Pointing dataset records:
———

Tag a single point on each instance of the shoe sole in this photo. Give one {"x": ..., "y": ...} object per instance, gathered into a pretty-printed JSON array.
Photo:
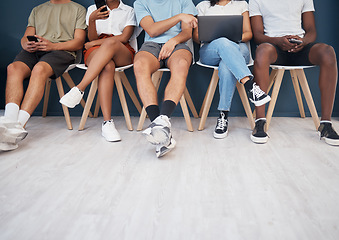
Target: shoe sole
[
  {"x": 220, "y": 136},
  {"x": 260, "y": 140},
  {"x": 262, "y": 101}
]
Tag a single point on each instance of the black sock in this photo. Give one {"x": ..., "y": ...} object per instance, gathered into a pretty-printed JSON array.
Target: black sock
[
  {"x": 248, "y": 85},
  {"x": 168, "y": 108},
  {"x": 153, "y": 112},
  {"x": 225, "y": 112}
]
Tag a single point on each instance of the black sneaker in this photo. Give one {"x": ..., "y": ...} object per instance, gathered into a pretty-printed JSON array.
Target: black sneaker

———

◆ Exercise task ◆
Revise the material above so that every occurrence of "in this photo" becomes "in this image", keeping all other text unchanged. Leave the pictures out of your answer.

◆ Response ◆
Tag a single point on each instance of the shoe sole in this image. Give one {"x": ..., "y": ...} object per instance, gathered into a pretty-printed JSON array.
Photo:
Target: shoe sole
[
  {"x": 220, "y": 136},
  {"x": 260, "y": 140},
  {"x": 262, "y": 101}
]
Tag a single point on each instance of the black sock in this image. Give one {"x": ..., "y": ...} object per instance, gathered into a pretty-printed JSON array.
Target: black sock
[
  {"x": 248, "y": 85},
  {"x": 168, "y": 108},
  {"x": 153, "y": 112},
  {"x": 225, "y": 112}
]
Tag a single point on each instance of the black sneaker in this image. Give one {"x": ..., "y": ...} object per instance, gathered into a pretty-printed JSON array.
Target: black sneaker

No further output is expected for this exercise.